STATED GOAL A:
Copy the records from the line containing "[pin] wooden bench" down to the end of the records, swapping "wooden" for "timber" and changing nothing else. Return only those lines.

SELECTED PASSAGE:
►
WASHINGTON -- Quiet discussions are going on between Washington and New York's financial elite circles to chart a course forward for the mortgage market and the federal government's role in it.

The loan-guarantee structure built during the Great Depression created the safe and effective 30-year mortgage. But the system spiraled out of control over the past decade as banks took advantage of Fannie Mae and Freddie Mac's too-big-to-fail status to dump other garbage loans on the taxpayer. The housing collapse led to the seizure of Fannie and Freddie, which the government now holds in limbo as banks continue to back up garbage trucks and deposit the waste of the past decade.

How to reform this system while maintaining continuity of the availability of affordable, 30-year mortgages is the question facing policymakers. How to make billions of dollars while doing it is the question facing banks.
◄
STATED GOAL B:
According to the passage on mortgage reform, what created the safe and effective 30-year mortgage?

SUPPLIED ENTRIES:
►
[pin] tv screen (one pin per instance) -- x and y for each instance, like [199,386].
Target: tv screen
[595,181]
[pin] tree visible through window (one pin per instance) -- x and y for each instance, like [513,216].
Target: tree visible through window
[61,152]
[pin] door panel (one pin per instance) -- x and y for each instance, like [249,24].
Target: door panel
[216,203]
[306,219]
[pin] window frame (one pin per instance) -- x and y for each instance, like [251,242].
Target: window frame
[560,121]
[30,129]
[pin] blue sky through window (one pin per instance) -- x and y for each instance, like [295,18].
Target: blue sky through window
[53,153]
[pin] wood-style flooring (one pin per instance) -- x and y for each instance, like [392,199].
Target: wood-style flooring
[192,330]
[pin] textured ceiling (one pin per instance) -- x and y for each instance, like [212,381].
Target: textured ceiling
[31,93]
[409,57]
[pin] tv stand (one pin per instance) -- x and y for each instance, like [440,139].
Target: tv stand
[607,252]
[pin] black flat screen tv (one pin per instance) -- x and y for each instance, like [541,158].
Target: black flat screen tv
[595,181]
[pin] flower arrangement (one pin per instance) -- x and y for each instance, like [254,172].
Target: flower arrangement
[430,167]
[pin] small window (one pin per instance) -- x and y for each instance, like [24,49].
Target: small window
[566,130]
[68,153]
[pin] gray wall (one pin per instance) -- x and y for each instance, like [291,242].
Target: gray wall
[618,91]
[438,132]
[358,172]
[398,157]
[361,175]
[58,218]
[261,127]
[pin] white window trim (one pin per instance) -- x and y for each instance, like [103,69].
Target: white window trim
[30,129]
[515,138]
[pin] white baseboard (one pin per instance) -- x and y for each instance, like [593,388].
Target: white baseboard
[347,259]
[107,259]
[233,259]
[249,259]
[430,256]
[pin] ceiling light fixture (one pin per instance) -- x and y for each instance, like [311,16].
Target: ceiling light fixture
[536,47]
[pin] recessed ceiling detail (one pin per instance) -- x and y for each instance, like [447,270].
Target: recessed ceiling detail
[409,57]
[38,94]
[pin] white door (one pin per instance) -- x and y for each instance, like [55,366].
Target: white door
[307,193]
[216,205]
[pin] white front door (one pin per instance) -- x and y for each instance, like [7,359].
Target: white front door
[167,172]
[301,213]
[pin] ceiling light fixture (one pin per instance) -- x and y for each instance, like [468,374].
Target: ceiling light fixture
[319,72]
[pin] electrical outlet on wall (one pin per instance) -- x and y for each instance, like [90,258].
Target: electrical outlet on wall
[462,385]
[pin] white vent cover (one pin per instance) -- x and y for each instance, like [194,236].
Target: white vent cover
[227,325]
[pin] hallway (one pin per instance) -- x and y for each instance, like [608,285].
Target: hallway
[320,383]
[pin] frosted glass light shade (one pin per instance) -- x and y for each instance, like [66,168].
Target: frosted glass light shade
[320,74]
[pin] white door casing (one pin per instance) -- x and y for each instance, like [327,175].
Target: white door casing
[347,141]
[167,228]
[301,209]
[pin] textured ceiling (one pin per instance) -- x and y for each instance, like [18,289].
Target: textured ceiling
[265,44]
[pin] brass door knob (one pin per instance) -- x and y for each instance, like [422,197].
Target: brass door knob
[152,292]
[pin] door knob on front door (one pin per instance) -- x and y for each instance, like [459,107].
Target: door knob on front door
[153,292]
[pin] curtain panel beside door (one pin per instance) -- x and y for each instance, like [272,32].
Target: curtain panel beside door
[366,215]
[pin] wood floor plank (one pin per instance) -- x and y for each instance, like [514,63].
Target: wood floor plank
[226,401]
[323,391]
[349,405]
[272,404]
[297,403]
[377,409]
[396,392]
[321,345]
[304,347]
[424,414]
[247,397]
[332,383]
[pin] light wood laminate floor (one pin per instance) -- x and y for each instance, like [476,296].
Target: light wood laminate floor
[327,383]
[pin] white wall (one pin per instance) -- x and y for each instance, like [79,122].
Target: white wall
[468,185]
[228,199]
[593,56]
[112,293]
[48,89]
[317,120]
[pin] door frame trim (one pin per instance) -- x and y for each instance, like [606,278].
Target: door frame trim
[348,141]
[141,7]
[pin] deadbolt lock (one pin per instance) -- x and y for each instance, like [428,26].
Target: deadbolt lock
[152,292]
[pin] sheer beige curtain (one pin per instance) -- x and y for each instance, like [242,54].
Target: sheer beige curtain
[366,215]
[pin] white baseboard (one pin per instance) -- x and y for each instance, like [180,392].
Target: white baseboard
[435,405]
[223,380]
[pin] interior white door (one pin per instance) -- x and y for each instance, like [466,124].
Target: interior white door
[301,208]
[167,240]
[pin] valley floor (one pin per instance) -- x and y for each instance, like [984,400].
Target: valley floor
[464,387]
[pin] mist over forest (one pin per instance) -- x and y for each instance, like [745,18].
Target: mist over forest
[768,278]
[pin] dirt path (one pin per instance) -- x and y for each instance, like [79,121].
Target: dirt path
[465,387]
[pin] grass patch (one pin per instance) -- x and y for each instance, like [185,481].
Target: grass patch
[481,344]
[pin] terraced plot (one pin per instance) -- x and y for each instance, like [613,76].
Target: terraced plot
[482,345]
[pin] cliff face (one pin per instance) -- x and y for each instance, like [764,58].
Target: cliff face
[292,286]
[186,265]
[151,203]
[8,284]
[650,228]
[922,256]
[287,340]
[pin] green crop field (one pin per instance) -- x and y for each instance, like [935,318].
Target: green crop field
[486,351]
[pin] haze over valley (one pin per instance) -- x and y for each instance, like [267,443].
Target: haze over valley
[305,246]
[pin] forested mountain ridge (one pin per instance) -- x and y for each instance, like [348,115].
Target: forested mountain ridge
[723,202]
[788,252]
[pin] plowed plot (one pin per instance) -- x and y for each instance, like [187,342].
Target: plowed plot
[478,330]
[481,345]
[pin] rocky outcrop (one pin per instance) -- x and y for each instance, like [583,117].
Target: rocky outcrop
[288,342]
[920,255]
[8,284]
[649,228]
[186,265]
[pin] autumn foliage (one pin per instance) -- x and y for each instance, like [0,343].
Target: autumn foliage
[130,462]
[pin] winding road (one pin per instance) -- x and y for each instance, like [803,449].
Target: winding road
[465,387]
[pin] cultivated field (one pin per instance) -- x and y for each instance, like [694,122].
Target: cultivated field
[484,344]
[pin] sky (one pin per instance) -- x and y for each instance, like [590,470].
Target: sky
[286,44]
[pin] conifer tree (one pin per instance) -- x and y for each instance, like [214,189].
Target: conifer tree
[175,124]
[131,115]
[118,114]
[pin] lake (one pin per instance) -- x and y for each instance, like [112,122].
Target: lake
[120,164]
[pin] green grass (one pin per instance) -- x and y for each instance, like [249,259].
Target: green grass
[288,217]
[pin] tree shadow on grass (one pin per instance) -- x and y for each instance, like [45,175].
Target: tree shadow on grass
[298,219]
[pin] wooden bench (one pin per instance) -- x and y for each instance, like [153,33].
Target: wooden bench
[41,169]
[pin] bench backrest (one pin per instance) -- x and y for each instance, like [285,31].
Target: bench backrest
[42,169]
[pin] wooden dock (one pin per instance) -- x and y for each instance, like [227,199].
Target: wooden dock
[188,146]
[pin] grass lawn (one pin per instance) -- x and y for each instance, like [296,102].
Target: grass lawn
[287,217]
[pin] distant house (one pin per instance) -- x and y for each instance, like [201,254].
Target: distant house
◄
TASK OUTPUT A:
[pin] timber bench (one pin per instance) -- x and y for each instance, like [153,33].
Target: timber bench
[41,169]
[pin] bench backrest (one pin per instance) -- x and y for each instance, like [285,31].
Target: bench backrest
[42,169]
[pin] timber dock (one pin per instance) -- x and y for each instance, like [227,199].
Target: timber dock
[188,146]
[pin] grass lawn (one pin per instance) -- x and y for each instance, like [296,102].
Target: grass lawn
[287,217]
[pin] distant house (one pin per instance) -- x and y for each instance, like [201,254].
Target: distant house

TASK OUTPUT B:
The loan-guarantee structure built during the Great Depression.